-- SOURCE PASSAGE follows --
Anderson: Just the cumulative exhaustion. We ramped up the beginning of March to sprint pace, and now I’ve been going at that pace for [many] months. At a certain point, you just can’t keep sprinting any longer.
Q: What gives you hope for the future?
Anderson: The high vaccine efficacy observed in the Moderna and Pfizer trials is really encouraging. If these vaccines (and potentially others as well) can be quickly distributed and people receive a highly effective vaccine, we will likely be seeing a return to a “new normal” sometime in 2021. To accomplish this, we still have much work to do, including evaluating these vaccines in pregnant women and children. There is much hope for better days ahead.
Virologist Angela Rasmussen of Columbia University Mailman School of Public Health, is living in Seattle while doing research on SARS CoV-2. Trying to combat misinformation has become a big part of her job.
Q: What do you want people to know about your experience?
Rasmussen: It’s been just as grueling for scientists as it has been for everybody else. It’s been incredibly frustrating and demoralizing to see expert advice — from epidemiologists, from physicians, from virologists like me — be ignored.
Q: What have you learned during the pandemic?
Rasmussen: How one very small virus that we didn’t even know about until December 30 last year — and actually, didn’t know was a coronavirus until January 10 this year — could profoundly affect the entire human species.
Q: What is making your job hard?
Rasmussen: The misinformation. It makes it 10 times harder for me to do my job if every time I write a paper, every time I write a perspective piece, every time I even tweet something, I have to think very carefully about what I say. Because it could be taken out of context and people could run with it in ways that are really harmful.
Q: What gives you hope for the future?
-- SOURCE PASSAGE concluded --
TASKS TO CARRY OUT:
- a) Retype part of the scientist interviews word for word, beginning at the words "Q: What is making" and stopping after the words "are really harmful.".
- b) Continue the scientist interviews from the point where the text stops.
-- RECORDED DATA follows --
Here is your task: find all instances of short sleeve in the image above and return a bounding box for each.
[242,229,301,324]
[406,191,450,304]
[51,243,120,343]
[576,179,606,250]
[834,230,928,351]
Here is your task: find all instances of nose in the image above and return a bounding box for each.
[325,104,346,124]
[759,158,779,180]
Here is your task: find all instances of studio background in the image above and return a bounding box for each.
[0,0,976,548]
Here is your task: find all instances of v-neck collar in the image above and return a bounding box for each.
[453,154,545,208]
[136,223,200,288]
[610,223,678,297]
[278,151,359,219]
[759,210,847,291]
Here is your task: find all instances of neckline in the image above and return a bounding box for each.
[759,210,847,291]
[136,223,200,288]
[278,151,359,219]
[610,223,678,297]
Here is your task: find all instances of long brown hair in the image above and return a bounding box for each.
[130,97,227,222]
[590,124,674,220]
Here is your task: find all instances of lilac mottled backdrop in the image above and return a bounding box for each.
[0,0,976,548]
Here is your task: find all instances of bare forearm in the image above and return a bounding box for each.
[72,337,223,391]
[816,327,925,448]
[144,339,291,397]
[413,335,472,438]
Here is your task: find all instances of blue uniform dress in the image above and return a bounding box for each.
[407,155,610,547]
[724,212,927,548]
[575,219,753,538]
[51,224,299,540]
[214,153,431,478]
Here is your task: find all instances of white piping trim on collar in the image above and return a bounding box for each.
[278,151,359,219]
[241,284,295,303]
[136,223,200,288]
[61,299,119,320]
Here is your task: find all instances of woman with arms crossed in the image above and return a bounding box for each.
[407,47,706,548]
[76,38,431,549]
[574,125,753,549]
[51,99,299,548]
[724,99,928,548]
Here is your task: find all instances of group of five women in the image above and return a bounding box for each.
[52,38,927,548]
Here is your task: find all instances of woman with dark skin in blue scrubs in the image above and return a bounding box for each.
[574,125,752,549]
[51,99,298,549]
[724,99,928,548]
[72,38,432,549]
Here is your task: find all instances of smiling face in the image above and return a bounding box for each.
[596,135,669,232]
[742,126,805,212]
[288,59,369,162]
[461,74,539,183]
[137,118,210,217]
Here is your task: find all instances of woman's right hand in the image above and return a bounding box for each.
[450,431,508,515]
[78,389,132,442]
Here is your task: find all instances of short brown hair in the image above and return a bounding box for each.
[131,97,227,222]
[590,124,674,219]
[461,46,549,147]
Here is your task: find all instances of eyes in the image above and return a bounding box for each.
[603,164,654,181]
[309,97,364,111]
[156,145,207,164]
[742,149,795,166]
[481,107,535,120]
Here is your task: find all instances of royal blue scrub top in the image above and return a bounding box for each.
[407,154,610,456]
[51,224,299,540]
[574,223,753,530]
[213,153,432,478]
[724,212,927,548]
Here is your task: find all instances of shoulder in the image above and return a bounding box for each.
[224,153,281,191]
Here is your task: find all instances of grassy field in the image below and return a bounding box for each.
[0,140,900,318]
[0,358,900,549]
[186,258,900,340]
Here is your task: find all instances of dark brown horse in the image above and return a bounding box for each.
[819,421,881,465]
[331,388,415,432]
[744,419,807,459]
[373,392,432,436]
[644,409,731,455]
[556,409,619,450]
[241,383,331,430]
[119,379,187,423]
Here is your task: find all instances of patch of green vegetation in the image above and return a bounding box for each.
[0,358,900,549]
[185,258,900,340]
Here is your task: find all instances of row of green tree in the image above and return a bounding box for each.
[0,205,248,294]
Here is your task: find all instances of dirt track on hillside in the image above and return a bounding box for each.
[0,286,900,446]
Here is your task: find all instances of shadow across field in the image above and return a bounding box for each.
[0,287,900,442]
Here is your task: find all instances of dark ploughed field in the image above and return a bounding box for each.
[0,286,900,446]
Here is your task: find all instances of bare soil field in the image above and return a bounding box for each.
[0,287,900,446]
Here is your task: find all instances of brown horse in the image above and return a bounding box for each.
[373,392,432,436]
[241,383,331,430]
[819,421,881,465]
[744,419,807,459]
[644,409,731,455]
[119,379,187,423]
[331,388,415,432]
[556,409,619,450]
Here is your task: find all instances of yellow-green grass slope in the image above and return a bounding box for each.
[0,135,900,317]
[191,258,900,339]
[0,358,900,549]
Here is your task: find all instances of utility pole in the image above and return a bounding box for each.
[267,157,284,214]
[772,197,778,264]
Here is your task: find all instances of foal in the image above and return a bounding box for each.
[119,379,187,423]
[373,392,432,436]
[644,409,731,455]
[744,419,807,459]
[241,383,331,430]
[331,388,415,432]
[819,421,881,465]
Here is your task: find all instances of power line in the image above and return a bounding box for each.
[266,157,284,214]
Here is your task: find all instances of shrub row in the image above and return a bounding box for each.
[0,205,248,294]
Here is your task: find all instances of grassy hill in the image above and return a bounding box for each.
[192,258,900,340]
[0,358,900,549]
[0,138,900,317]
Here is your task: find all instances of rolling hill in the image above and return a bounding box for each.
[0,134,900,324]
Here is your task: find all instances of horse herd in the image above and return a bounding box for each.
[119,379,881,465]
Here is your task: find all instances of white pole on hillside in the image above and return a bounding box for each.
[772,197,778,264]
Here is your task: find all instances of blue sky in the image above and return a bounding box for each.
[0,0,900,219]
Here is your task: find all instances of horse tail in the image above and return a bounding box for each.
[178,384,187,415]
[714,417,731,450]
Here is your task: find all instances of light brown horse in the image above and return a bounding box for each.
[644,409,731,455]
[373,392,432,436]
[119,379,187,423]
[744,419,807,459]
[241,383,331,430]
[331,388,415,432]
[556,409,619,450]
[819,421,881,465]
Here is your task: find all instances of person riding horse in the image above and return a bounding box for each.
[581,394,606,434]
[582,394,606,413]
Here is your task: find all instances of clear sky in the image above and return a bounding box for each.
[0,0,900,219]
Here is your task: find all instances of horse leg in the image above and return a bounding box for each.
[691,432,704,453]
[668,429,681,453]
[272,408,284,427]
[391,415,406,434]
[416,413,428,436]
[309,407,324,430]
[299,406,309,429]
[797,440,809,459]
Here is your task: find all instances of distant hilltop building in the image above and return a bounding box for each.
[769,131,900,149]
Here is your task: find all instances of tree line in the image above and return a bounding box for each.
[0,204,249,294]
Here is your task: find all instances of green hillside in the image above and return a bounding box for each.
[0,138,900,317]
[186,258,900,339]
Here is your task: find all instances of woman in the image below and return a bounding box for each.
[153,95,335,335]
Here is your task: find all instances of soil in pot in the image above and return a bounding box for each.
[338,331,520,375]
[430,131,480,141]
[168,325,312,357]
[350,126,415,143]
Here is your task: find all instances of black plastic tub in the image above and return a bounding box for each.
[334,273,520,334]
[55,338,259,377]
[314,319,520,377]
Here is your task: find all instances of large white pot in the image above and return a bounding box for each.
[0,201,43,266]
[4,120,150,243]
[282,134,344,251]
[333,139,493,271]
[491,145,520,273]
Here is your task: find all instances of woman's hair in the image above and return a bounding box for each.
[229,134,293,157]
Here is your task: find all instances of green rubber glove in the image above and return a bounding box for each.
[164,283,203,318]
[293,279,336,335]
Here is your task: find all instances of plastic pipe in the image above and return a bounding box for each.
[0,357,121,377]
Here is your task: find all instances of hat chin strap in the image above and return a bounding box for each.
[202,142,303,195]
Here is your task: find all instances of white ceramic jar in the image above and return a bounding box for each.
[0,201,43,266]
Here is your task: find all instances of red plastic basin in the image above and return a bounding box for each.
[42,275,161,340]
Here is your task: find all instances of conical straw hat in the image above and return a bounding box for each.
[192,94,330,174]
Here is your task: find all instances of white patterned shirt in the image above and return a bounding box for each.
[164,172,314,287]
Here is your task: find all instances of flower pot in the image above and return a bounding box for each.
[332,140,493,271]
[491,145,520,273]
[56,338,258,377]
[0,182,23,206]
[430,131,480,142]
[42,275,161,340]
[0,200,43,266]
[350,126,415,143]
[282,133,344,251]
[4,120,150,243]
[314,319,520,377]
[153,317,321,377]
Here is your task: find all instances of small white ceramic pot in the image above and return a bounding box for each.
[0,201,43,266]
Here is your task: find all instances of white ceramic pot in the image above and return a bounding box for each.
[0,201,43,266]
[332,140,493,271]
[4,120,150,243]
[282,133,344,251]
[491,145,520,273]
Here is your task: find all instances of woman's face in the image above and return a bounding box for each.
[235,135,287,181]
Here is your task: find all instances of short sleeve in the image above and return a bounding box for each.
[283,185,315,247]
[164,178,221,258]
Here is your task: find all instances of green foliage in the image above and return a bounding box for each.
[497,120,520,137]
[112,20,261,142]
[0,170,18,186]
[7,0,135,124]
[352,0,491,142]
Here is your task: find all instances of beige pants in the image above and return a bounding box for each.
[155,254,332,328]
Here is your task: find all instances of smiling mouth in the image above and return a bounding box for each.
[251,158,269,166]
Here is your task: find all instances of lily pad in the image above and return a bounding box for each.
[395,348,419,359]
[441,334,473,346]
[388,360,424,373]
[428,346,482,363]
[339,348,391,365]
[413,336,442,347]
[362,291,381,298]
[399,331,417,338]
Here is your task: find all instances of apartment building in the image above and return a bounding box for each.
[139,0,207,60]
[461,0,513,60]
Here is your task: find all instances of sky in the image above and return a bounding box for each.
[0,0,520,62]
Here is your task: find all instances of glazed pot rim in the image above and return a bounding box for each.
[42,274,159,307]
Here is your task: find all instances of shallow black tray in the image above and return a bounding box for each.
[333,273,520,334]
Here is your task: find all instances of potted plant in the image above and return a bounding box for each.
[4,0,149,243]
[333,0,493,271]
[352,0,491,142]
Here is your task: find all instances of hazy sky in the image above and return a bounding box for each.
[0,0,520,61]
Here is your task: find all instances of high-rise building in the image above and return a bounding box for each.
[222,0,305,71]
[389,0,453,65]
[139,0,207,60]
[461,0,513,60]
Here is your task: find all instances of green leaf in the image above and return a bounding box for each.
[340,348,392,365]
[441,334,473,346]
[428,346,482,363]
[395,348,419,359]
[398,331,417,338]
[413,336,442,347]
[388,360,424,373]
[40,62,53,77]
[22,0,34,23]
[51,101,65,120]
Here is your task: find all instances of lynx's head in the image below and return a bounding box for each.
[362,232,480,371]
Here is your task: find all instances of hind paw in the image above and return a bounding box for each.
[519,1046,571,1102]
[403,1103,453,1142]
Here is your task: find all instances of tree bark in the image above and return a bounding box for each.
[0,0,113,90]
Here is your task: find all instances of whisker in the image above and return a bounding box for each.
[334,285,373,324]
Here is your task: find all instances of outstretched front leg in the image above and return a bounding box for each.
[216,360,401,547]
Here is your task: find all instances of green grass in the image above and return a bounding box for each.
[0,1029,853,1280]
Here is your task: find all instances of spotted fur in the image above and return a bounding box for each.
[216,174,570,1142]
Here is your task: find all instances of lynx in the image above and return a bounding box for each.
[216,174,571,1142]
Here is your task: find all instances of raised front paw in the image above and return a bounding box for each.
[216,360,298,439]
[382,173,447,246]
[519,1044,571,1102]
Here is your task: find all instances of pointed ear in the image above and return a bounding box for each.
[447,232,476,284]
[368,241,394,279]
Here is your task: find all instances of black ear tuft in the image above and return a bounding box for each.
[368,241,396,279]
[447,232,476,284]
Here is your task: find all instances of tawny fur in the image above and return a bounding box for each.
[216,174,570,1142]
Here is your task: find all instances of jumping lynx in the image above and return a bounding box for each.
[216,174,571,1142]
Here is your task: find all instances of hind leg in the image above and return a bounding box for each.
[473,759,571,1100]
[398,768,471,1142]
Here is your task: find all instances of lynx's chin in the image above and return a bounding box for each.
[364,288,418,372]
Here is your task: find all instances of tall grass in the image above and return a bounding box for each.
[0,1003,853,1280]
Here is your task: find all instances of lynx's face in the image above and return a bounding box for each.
-- RECORDED DATA concluded --
RESULTS FOR EACH TASK:
- a)
Q: What is making your job hard?
Rasmussen: The misinformation. It makes it 10 times harder for me to do my job if every time I write a paper, every time I write a perspective piece, every time I even tweet something, I have to think very carefully about what I say. Because it could be taken out of context and people could run with it in ways that are really harmful.

- b)
Rasmussen: Those of us who work with emerging viruses — we all know each other. This has given me opportunities to meet people who are approaching some of the same problems, but from a very different professional perspective. And that has been really wonderful. Hopefully it’s going to lead to some great research.
Q: What do you miss about your old life?
Rasmussen: I miss being able to think of my job as a job, and not as: What sort of crushing despair do I have to deal with today?
Thomas Quade is health commissioner of Geauga County, Ohio, managing a team of about two dozen people who enforce state law to protect public health.
Q: How has the pandemic changed your work?
Quade: Some of the work that we would normally do got put on hold. We didn’t start off the year with a lot of extra contact tracers and epidemiologists, for example, so we retrained our sanitarians, who normally inspect restaurants, to make COVID contact-tracing calls.
Q: What do you want people to know about your experience?
Quade: Folks at local health departments — and this is not just mine, this is across the country — are working harder than they’ve ever worked. And they weren’t slacking before. Public health in this country has been lean for the last 15 years; in the 2008 recession we lost about 25 percent of the U.S. public health workforce and it has not been replenished.
Q: What have you learned during the pandemic?
Quade: It reinforced that we really have to have relationships in the community. The United Way or YMCA, or your church or your school, can say the same things we would say, but it’s absorbed differently. We need those partners, otherwise the story is no longer about fighting the virus. The story is about fighting the people that are fighting the virus. And that’s not productive.
Q: What has surprised you about the public’s response?
Quade: That we’re getting pushback on what are very simple strategies. These are things that parents tell little kids: wash your hands, stay home when you’re sick. What surprised me is how successfully this has been made political, that a mask says you’re for something or against something.
Q: What gives you hope for the future?
Quade: (Long pause) What gives me hope is that, as tired and worn out as my colleagues are — not just here at this health department, but my national network of public health colleagues — they seem to have reserves of energy left. I think it’s because diehard public health professionals are mission-oriented. If it was just a job, none of us would be doing this.